_Excerpt_:
------------------------------------------------
Like everyone else, Living Web Farms is adapting to the changing circumstances of the Covid-19 pandemic. Expanded farm operations and food donations are now top priority. We’ve started a new short-form, rough-edit video series for sharing immediately relevant information and a few weeks ago we offered our first of should be many free webcast workshops. During this workshop I reviewed a number of different low-tech point-of-use water treatment technologies and quickly introduced some exploratory work with production of activated carbon from our wood-waste sourced biochar. Today, for the blog, I’ll take a closer look at activated carbon and how it’s made and used around the world for removal of chemical contaminants from drinking water.
Household Water Treatment
In 2015 the World Health Organization estimated that 2.1 billion people do not have safe water at home and of those, 159 million still primarily drink water from untreated surface sources such as streams and lakes. Surface water is rarely fit to drink unless clarified and treated for the removal of biological and chemical contaminants.
Diarrheal diseases as a result from consuming microbiologically contaminated water are a severe and immediate human health concern. An often cited WHO publication estimates that 2.2 million people die every year from gastrointestinal infections. Tragically, young children are especially at risk of life threatening cases of diarrhea and further developmental issues related to malnutrition in non-lethal cases. The good news is these diseases are largely preventable – and much attention has been paid to providing appropriate microbiological water treatment technologies to those in developing countries, ranging from the no-tech SODIS method, to locally produced biosand and ceramic pot filters, and beyond to the more recently developed higher tech personal use Steripen UV device and Madidrop tablets. The downside is that, for the most part, these technologies do very little for treating water for chemical contamination.
------------------------------------------------
_Data for analysis_:
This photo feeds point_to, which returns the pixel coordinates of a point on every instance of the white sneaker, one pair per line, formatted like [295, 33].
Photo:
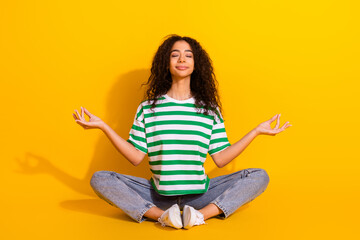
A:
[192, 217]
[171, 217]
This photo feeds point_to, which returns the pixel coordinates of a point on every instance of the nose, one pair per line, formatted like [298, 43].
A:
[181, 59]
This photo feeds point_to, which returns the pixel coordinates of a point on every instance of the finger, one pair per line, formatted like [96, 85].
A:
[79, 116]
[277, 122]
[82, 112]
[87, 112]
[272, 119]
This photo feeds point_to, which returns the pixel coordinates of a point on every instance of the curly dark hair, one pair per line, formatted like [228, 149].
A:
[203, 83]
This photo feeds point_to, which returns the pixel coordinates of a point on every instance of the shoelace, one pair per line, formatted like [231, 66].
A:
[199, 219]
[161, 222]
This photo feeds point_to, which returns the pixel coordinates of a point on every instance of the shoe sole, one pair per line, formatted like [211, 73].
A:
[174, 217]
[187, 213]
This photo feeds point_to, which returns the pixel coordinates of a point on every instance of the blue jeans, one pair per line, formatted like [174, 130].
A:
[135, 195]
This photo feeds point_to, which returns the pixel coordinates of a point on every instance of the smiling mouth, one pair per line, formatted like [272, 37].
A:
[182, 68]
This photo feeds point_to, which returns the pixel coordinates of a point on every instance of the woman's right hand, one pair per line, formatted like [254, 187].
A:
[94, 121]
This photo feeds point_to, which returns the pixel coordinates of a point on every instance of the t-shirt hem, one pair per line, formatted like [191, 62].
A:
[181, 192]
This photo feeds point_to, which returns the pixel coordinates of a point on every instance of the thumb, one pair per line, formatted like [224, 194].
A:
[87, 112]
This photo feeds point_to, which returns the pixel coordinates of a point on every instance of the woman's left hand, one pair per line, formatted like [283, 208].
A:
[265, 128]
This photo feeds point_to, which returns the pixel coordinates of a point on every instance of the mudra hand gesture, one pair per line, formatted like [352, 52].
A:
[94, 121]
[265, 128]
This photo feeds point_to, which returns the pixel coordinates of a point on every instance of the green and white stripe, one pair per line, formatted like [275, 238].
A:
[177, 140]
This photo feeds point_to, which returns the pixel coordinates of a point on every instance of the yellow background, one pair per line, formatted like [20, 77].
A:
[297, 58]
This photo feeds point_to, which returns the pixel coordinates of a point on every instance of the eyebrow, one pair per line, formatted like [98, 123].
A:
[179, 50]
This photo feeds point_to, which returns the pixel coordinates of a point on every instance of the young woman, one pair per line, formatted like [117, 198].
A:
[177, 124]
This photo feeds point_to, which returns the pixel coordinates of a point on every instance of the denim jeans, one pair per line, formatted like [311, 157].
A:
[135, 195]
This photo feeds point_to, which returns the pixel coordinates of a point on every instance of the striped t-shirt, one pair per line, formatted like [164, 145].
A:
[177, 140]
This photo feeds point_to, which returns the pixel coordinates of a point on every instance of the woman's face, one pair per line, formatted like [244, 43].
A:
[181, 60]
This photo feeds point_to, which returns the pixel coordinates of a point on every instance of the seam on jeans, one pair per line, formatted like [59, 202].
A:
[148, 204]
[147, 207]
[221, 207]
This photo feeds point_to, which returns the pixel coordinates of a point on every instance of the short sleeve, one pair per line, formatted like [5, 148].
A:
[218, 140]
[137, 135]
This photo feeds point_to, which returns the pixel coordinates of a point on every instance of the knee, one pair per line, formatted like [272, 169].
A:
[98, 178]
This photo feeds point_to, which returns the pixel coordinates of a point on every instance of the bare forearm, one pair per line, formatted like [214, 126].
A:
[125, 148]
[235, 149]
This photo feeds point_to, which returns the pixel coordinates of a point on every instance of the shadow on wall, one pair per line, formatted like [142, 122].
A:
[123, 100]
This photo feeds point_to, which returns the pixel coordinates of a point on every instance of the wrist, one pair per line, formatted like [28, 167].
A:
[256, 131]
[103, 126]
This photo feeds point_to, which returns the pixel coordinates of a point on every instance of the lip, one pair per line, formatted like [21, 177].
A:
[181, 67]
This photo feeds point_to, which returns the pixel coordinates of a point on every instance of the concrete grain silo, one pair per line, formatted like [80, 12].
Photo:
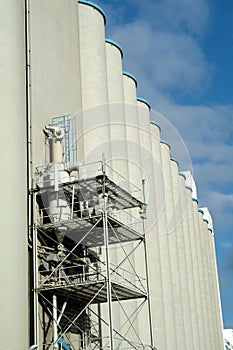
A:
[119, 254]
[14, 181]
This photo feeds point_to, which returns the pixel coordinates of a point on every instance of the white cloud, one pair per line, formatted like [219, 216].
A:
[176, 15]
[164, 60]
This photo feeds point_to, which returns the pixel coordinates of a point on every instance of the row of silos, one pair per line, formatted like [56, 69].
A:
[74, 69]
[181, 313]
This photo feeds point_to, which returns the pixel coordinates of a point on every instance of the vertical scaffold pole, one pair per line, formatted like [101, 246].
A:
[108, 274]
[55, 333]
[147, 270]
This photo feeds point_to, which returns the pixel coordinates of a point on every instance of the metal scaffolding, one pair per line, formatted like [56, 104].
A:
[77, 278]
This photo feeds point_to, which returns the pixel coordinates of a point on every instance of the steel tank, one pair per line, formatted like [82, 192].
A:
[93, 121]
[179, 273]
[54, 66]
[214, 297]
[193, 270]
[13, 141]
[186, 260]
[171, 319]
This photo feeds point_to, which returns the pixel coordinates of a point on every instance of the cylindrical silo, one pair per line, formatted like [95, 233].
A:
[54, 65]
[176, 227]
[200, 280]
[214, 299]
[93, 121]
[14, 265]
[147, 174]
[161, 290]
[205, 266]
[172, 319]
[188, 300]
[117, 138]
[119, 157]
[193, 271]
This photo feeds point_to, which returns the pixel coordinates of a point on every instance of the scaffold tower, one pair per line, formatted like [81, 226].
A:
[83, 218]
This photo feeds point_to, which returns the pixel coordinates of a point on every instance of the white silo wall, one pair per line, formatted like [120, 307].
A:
------------------------------------------------
_Brief 1_: List every microbiological water treatment technology that the water treatment blog post names as provided to people in developing countries.
_Brief 2_: According to the water treatment blog post, how many people did the World Health Organization estimate in 2015 still primarily drink water from untreated surface sources?
_Brief 3_: Resume the water treatment blog post from its last sentence.

_Final answer 1_:
- SODIS method
- Biosand filters
- Ceramic pot filters
- Steripen UV device
- Madidrop tablets

_Final answer 2_: 159 million people.

_Final answer 3_:
Chemical contaminants may range from those that are naturally-occurring like arsenic, radon and fluoride, to lead in aging municipal water systems, or to the more complex and insidious herbicides, pharmaceuticals and industrial pollutants. Interestingly, arsenic can be mitigated with locally-made iron-modified biosand filters and fluoride can be removed by passing water through calcium-rich bone char – However, altogether broad chemical decontamination of point-of-use drinking water is typically done with one of two technologies: removal via reverse osmosis or adsorption with activated carbon.
Biochar and Activated Carbon
If you’ve followed any of our work, then you’ll know we speak often about the physical properties of biochar. Well-made biochar is resistant to decay, has a well-developed pore structure, and a high internal surface area. These properties are what makes biochar work so well in building soil fertility – nutrients will ‘stick’ the internal walls of the charred material and diverse microbes can inhabit the open pore spaces. Well inoculated biochar in the soil helps maintain a thriving soil ecosystem in the midst of external pressures such as tillage, drought or excess fertilizing. In this way it can be even used as a vehicle for restoring fertility to damaged, lifeless soils.
One could think of biochar inoculation as essentially filtering a nutrient rich solution. For example: If fresh, raw biochar is added to a bucket of tea made from rich worm castings, the nutrients will be drawn in and adhere to the internal walls of the porous char. One could now think of the tea itself as partially filtered. Extrapolate from here and things get more interesting: biochar can be used in a cascading manner – for example, first as a filter adsorbing excess nutrients from the floor of the chicken coop, then to in the compost to maintain moisture stability and low bulk density, and lastly to its final destination in the soil. Biochar could be used to filter water contaminants too, although it should be mentioned: careful attention should be paid to what is being filtered and whether or not it is acceptable to accumulate and bury these contaminants.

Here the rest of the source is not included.